*ZU ERLEDIGENDE AUFGABEN*
(a) Wie lässt sich der Text über Gemeinschaftsbildung in zwei Sätzen zusammenfassen?
(b) Schreibe aus dem Text über Gemeinschaftsbildung den Abschnitt ab, der mit "Die Erde – eine" beginnt und bis einschließlich "Teilens möglich machte." reicht.

*VORGEGEBENER TEXT*

Beim aktuellen Blick in die Welt könnte es zum Beispiel bedeuten, denen, die an unsere Tür klopfen und um Hilfe bitten, ganz selbstverständlich zu öffnen und mit ihnen unseren Reichtum und Überfluss zu teilen. Was wäre, wenn wir die Flüchtlinge nicht mehr als Fremde betrachteten, sondern als Teil der großen Menschheitsfamilie? Es könnten sich wohl jeweils drei Familien zusammentun und einer Flüchtlingsfamilie beim Ankommen in der Fremde helfen. Wir haben genug, um zu teilen, auch genug Platz – ganze Landstriche stehen leer!
Die Erde – eine große Gemeinschaft. Welch wunderbare Vision! Doch wie gelangen wir dahin?

Authentisch werden
Als ich vor zehn Jahren am Gemeinschaftsbildungsprozess nach Scott Peck im Ökodorf Sieben Linden teilnahm, war ich sofort von der Einfachheit, vom Forschergeist und der Ernsthaftigkeit des »Community Building« begeistert – und das ist bis heute so geblieben.
Scott Peck nennt den im Gemeinschaftsbildungsprozess bewusst kreierten Forschungsraum »Laboratorium für persönliche Abrüstung«. Gemeint ist damit ein ehrliches Miteinander. Dieses bedarf der wahrhaftigen Kommunikation – jenseits von Hierarchie und Verteidigung. Peck sieht den Aufbau von authentischer Gemeinschaft sogar als »wichtigste Voraussetzung zur Rettung der Welt«, da erst die Erfahrung eines friedvollen Miteinanders die Vision von einer brüderlichen und schwesterlichen Welt des Teilens möglich machte.
Um dahin zu gelangen, sind der Wille zur Gemeinschaft trotz aller Verschiedenheit und auch die Bereitschaft, um die persönliche Wahrheit zu ringen, nötig. Das schließt die verdrängten und beschönigten Aspekte unseres Menschseins ein, die Schatten, die – wenn sie ausgesprochen werden – das Risiko beinhalten, nicht verstanden, nicht geliebt, ja: abgelehnt zu werden. Meist geschieht jedoch das Gegenteil: Annahme. Doch genau dafür braucht man den Mut, sich mit allen Facetten zu zeigen. So lautet eine der wichtigsten Empfehlungen für den Prozess: »Riskiere etwas!«
Zwei Menschen fungieren als eine Art »Reisebegleitung«. Sie übernehmen jedoch keine Führung und Leitung im üblichen Sinn, da die Verantwortung für das Gelingen des Prozesses jedem einzelnen Gruppenmitglied paritätisch zugesprochen wird. Es ist spannend, welches Potenzial sich in den Menschen zeigt, wenn es niemanden mehr gibt, der vor­angeht, keine mehr, die vorgibt zu wissen, wie »es« geht oder wie der Karren aus dem Dreck zu ziehen ist – das ist vielleicht die derzeitig ehrlichste Standortbestimmung der menschlichen Spezies.

*AUSZÜGE AUS DATENSÄTZEN*

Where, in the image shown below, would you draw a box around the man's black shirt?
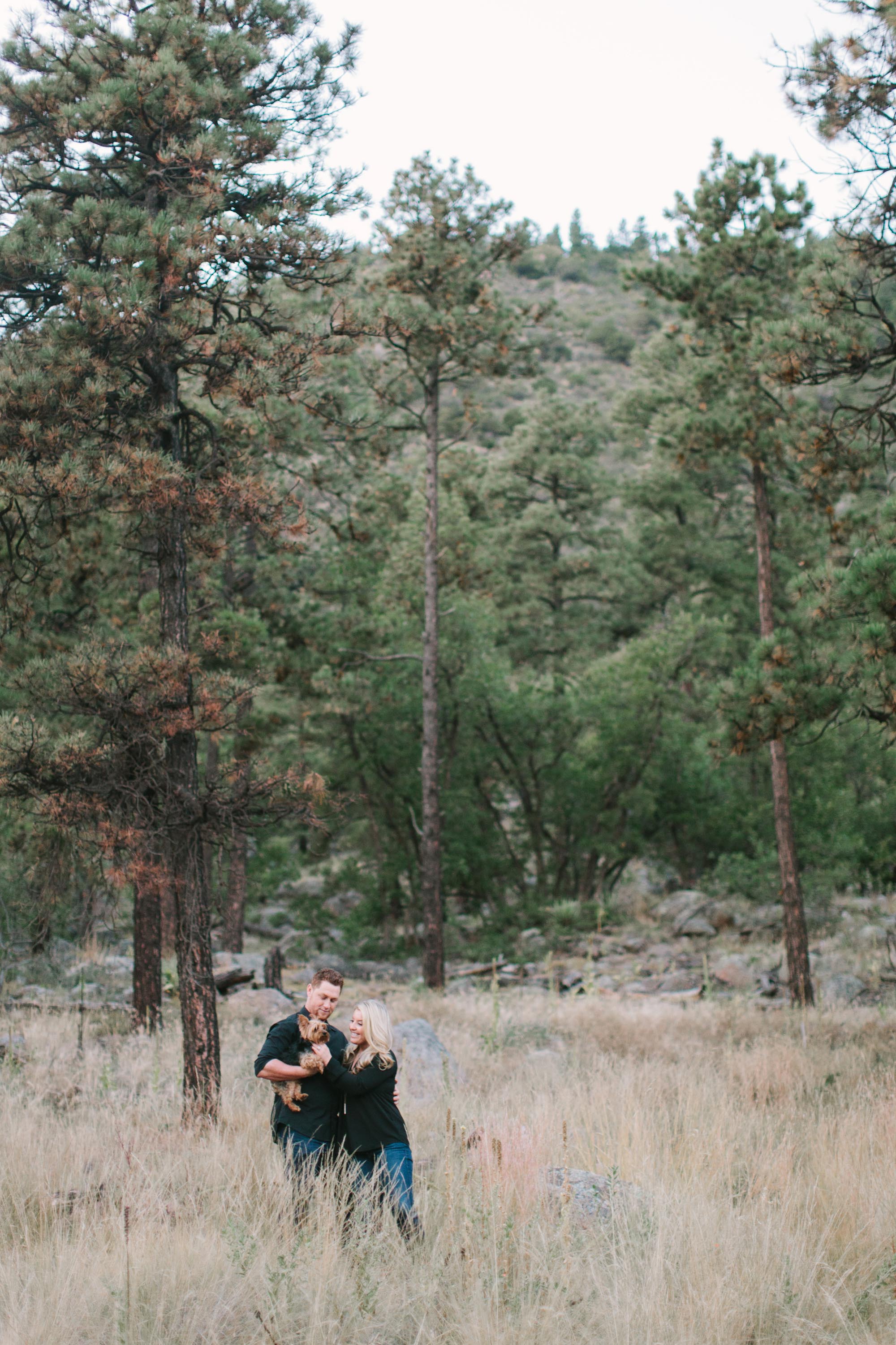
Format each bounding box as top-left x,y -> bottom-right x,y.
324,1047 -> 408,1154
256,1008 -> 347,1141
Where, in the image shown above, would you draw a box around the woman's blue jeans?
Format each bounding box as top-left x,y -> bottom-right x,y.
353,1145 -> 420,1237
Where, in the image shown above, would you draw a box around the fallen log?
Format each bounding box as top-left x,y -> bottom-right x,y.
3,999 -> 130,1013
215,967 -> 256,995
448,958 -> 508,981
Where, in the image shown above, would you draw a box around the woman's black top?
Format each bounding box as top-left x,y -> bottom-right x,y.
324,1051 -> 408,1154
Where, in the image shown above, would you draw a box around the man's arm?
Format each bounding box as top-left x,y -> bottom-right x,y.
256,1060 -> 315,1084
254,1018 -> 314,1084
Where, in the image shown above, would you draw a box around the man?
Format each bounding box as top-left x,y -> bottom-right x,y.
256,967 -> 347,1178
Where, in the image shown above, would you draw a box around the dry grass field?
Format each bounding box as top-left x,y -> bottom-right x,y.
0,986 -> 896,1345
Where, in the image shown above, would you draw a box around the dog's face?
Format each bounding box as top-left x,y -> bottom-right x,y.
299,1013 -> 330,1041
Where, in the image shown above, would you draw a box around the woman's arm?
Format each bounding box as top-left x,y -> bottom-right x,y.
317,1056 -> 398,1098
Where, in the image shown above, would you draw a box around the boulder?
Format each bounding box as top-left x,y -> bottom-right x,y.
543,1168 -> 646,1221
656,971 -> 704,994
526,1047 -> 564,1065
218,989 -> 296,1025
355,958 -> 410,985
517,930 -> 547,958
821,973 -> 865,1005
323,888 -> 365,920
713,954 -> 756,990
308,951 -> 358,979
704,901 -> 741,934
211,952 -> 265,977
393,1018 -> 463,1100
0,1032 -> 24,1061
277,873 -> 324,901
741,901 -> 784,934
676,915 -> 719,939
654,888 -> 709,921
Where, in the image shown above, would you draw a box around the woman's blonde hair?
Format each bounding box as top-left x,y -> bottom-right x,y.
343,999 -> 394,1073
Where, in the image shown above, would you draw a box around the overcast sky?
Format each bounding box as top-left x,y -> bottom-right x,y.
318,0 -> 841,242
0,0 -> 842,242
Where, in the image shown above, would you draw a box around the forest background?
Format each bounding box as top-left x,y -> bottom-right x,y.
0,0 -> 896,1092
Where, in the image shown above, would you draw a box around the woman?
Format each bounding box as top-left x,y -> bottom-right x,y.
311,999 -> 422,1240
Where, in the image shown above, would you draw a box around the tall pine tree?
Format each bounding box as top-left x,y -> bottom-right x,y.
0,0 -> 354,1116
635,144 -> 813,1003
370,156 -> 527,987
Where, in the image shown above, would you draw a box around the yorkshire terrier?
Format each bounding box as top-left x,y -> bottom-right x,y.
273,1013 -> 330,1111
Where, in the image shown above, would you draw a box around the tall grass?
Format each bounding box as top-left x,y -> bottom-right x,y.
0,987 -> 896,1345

*ANTWORTEN JE AUFGABE*
(a) Der Text regt an, Flüchtlinge als Teil der großen Menschheitsfamilie aufzunehmen und den eigenen Überfluss mit ihnen zu teilen. Als Weg zu einer solchen Gemeinschaft stellt er Scott Pecks Gemeinschaftsbildungsprozess vor, ein »Laboratorium für persönliche Abrüstung«, das wahrhaftige Kommunikation jenseits von Hierarchie und Verteidigung sowie den Mut verlangt, sich mit allen Facetten zu zeigen, während zwei Begleitpersonen keine Leitung übernehmen und jedes Gruppenmitglied Verantwortung für das Gelingen trägt.

(b)
Die Erde – eine große Gemeinschaft. Welch wunderbare Vision! Doch wie gelangen wir dahin?

Authentisch werden
Als ich vor zehn Jahren am Gemeinschaftsbildungsprozess nach Scott Peck im Ökodorf Sieben Linden teilnahm, war ich sofort von der Einfachheit, vom Forschergeist und der Ernsthaftigkeit des »Community Building« begeistert – und das ist bis heute so geblieben.
Scott Peck nennt den im Gemeinschaftsbildungsprozess bewusst kreierten Forschungsraum »Laboratorium für persönliche Abrüstung«. Gemeint ist damit ein ehrliches Miteinander. Dieses bedarf der wahrhaftigen Kommunikation – jenseits von Hierarchie und Verteidigung. Peck sieht den Aufbau von authentischer Gemeinschaft sogar als »wichtigste Voraussetzung zur Rettung der Welt«, da erst die Erfahrung eines friedvollen Miteinanders die Vision von einer brüderlichen und schwesterlichen Welt des Teilens möglich machte.